● EXERCISE OBJECTIVE: Print each of the following entries again, word for word and in the same order, changing nothing.

== RECORDS SUPPLIED

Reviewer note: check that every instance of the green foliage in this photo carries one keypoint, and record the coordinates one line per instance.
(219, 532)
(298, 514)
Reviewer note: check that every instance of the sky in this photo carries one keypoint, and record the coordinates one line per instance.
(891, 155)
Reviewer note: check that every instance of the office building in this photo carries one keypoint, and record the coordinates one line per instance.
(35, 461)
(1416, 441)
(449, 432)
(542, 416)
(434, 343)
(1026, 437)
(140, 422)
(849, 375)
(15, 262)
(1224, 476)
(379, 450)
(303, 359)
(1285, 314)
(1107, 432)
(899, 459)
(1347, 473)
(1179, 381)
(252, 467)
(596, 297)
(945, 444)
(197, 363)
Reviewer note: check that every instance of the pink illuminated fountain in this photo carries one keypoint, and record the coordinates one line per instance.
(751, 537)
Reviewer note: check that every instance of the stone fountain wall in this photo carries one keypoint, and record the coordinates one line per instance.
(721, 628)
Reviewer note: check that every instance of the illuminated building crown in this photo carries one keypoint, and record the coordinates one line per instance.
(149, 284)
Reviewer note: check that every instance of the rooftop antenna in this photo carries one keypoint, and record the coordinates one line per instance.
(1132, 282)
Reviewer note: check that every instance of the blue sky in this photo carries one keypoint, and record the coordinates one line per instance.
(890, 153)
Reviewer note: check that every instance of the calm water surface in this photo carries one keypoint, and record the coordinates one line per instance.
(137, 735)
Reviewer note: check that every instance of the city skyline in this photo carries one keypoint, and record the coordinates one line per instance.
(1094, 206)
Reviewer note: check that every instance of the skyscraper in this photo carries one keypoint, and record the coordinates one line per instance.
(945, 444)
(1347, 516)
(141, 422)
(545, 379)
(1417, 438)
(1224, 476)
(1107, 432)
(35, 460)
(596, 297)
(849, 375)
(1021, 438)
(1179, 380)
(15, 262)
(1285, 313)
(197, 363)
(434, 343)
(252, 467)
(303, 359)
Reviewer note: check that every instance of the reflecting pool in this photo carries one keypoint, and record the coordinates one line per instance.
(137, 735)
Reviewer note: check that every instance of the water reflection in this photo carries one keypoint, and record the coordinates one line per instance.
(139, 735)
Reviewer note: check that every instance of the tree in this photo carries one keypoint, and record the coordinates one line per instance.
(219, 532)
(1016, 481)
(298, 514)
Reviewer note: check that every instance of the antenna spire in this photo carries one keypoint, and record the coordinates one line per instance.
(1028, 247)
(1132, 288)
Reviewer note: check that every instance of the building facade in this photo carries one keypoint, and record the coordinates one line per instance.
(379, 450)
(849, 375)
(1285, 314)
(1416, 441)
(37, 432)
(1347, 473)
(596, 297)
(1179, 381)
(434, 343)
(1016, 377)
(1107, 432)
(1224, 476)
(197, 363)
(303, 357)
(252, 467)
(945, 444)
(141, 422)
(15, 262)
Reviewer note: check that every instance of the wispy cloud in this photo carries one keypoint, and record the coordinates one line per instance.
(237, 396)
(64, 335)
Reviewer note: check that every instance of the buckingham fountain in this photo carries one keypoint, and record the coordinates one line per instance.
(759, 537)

====

● ANSWER FOR THIS EXERCISE:
Reviewer note: check that every instance of the green foliage in this photo carries one keypoint, and record the coordinates one line per instance.
(219, 532)
(298, 514)
Reviewer note: check that every instance of the sky in this photo carries one keypoint, and record the coordinates one line per instance.
(891, 155)
Reviewer note: check that every instance of the office building in this photo carries one keypoint, and record the coordinates one line per instance.
(35, 461)
(1416, 441)
(449, 432)
(542, 416)
(434, 343)
(1026, 437)
(140, 422)
(849, 375)
(15, 262)
(1224, 476)
(379, 450)
(303, 359)
(1285, 314)
(1107, 432)
(899, 459)
(1347, 473)
(1179, 381)
(252, 467)
(596, 297)
(945, 444)
(197, 363)
Reviewer note: check that every instance of the pink illuminated fountain in this photo carries one keypoint, and record the coordinates one line per instance.
(751, 537)
Reviewer note: check that every instance of the stone fountain wall in this photo carries one keypoint, and record the coordinates one line per instance.
(721, 628)
Reviewer note: check that every instance of the illuminated building crown in this photo carries one keypoint, and record the coordinates one line per instance.
(149, 284)
Reviewer note: check that every instance of the rooftop antenna in this photo carries one keypoint, and record the coordinates one line per instance.
(1132, 282)
Reviewer note: check that every instance of the blue sky in this photo carries one keypoint, and record the coordinates one line per instance.
(890, 153)
Reviewer note: check that every instance of the calm water surface in this photo carries one keypoint, and record the coordinates one line per instance.
(137, 735)
Reviewer note: check that every instance of the city skyline in this photo carries one keypoint, and record the coordinates one line per instance.
(1094, 206)
Reviewer note: check that every instance of the skyscraper in this photo carries one keypoint, and record the coordinates one line per instance.
(945, 444)
(1347, 516)
(141, 422)
(545, 379)
(1417, 438)
(1224, 476)
(1107, 432)
(35, 460)
(596, 297)
(849, 375)
(1021, 438)
(1179, 380)
(15, 262)
(1285, 313)
(197, 363)
(434, 343)
(252, 467)
(303, 359)
Reviewer note: check that every instance of the reflecting pool in this photo carries one keypoint, and record the coordinates one line per instance.
(137, 735)
Reviewer note: check that every instance of the water reflection in this photo carries one keypoint, and record the coordinates one line per instance.
(139, 735)
Reviewer note: check that every instance of the tree in this photo carries one keypoint, and record the coordinates one line per instance.
(219, 532)
(1016, 481)
(298, 514)
Reviewer note: check that every instance of the antenna spire in this photo carries one keypoint, and record the coordinates one line per instance.
(1028, 247)
(1132, 288)
Reviewer note: check that every instance of the building facade in this photo carries one keypoint, and record the coordinates one line per instance.
(379, 450)
(849, 375)
(1285, 314)
(1416, 441)
(37, 432)
(1347, 473)
(596, 297)
(1179, 381)
(434, 343)
(1016, 377)
(1107, 432)
(1224, 476)
(197, 363)
(303, 357)
(252, 467)
(945, 444)
(141, 422)
(15, 262)
Reviewer note: check that every instance of the wispy cloud in this photo carries one keypoint, and record the coordinates one line per instance.
(237, 396)
(64, 335)
Reviewer note: check that every instance of the buckingham fountain in this photo carries one keypoint, and record the coordinates one line per instance.
(759, 537)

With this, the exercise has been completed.